**STATED TASK**
Please write out the whole listing below word for word, keeping every line.
____________________
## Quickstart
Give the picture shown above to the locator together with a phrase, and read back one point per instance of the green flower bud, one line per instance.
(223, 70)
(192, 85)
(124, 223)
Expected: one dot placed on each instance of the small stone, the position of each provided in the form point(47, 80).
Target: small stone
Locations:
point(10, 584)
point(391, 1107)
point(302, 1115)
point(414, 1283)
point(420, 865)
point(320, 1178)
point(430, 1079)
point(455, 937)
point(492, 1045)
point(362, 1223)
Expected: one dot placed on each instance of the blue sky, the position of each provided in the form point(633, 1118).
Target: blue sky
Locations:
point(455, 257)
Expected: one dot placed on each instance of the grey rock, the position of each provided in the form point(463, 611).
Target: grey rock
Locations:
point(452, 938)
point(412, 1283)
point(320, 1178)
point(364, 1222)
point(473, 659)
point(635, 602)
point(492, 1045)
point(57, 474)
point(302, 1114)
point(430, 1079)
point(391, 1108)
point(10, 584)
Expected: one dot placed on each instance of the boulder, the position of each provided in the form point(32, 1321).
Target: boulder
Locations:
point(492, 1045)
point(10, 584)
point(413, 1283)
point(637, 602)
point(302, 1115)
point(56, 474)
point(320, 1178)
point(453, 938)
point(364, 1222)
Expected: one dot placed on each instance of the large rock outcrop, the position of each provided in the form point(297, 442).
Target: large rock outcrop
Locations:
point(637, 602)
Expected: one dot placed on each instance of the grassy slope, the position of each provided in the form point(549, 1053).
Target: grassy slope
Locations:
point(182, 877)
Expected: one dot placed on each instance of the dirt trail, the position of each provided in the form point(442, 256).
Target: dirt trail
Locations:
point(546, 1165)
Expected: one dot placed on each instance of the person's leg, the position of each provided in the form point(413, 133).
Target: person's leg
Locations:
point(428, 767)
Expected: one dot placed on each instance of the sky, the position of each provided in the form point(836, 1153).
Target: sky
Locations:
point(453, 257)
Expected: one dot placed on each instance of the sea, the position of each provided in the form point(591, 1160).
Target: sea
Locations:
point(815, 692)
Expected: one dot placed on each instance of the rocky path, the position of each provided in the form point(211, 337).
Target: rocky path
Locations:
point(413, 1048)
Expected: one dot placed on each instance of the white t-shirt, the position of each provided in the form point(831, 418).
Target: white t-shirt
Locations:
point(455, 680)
____________________
**THE RESPONSE**
## Quickstart
Give the picture shown above to the locator together with a phrase, and read back one point per instance of the green flower bud, one line per instance.
(223, 70)
(192, 85)
(124, 223)
Expected: one dot placed on each instance of the small stone, the position of each provided in the form point(47, 80).
Target: small stone
Locations:
point(10, 584)
point(391, 1107)
point(302, 1115)
point(414, 1283)
point(420, 865)
point(320, 1178)
point(430, 1079)
point(455, 937)
point(492, 1045)
point(362, 1223)
Expected: one dot placed on each instance of the blue sky, the position of each provided in the form point(633, 1118).
Target: blue sky
Locations:
point(455, 257)
Expected: one dot placed on each instance of the grey rock, the position of each provided in the form point(463, 611).
Target: grey rock
Locations:
point(452, 938)
point(412, 1283)
point(320, 1178)
point(364, 1222)
point(473, 659)
point(635, 602)
point(492, 1045)
point(57, 474)
point(302, 1114)
point(430, 1079)
point(391, 1108)
point(10, 584)
Expected: one dot placed on each instance of the boulder, the position of each provided in the form point(32, 1321).
Target: boulder
Locations:
point(492, 1045)
point(10, 584)
point(413, 1283)
point(637, 602)
point(302, 1115)
point(56, 474)
point(320, 1178)
point(453, 938)
point(364, 1222)
Expected: one dot placed on each instance of the large rock outcrop, the position of each provided in the form point(297, 442).
Target: large rock outcrop
Locations:
point(637, 602)
Expected: one dot placed on each instance of the grassy slope, the position of each provided in the form point(549, 1053).
Target: grassy slope
Locations:
point(182, 877)
Expected: one dot placed on each instance of the dirt trail, the position of each provided in the form point(442, 256).
Target: dirt trail
Locations:
point(546, 1165)
Expected: one dot placed on each instance of the person's leg, the position of each provided in the form point(413, 133).
Target: person's leg
Locations:
point(428, 767)
Expected: one dot placed on each instance of the sky, the position of each provided in the form point(836, 1153).
Target: sky
Locations:
point(453, 257)
Expected: one dot placed on each instance of the sea, the position of each provided in the form point(591, 1160).
Target: sea
Locations:
point(815, 692)
Expected: one dot placed on each instance of the rocky path, the position of each provided in the form point(211, 337).
Target: rocky path
Locations:
point(413, 1048)
Expected: one dot placed on each instance of the white t-shirt, the position of each provided in the form point(831, 418).
Target: white t-shirt
Locations:
point(455, 680)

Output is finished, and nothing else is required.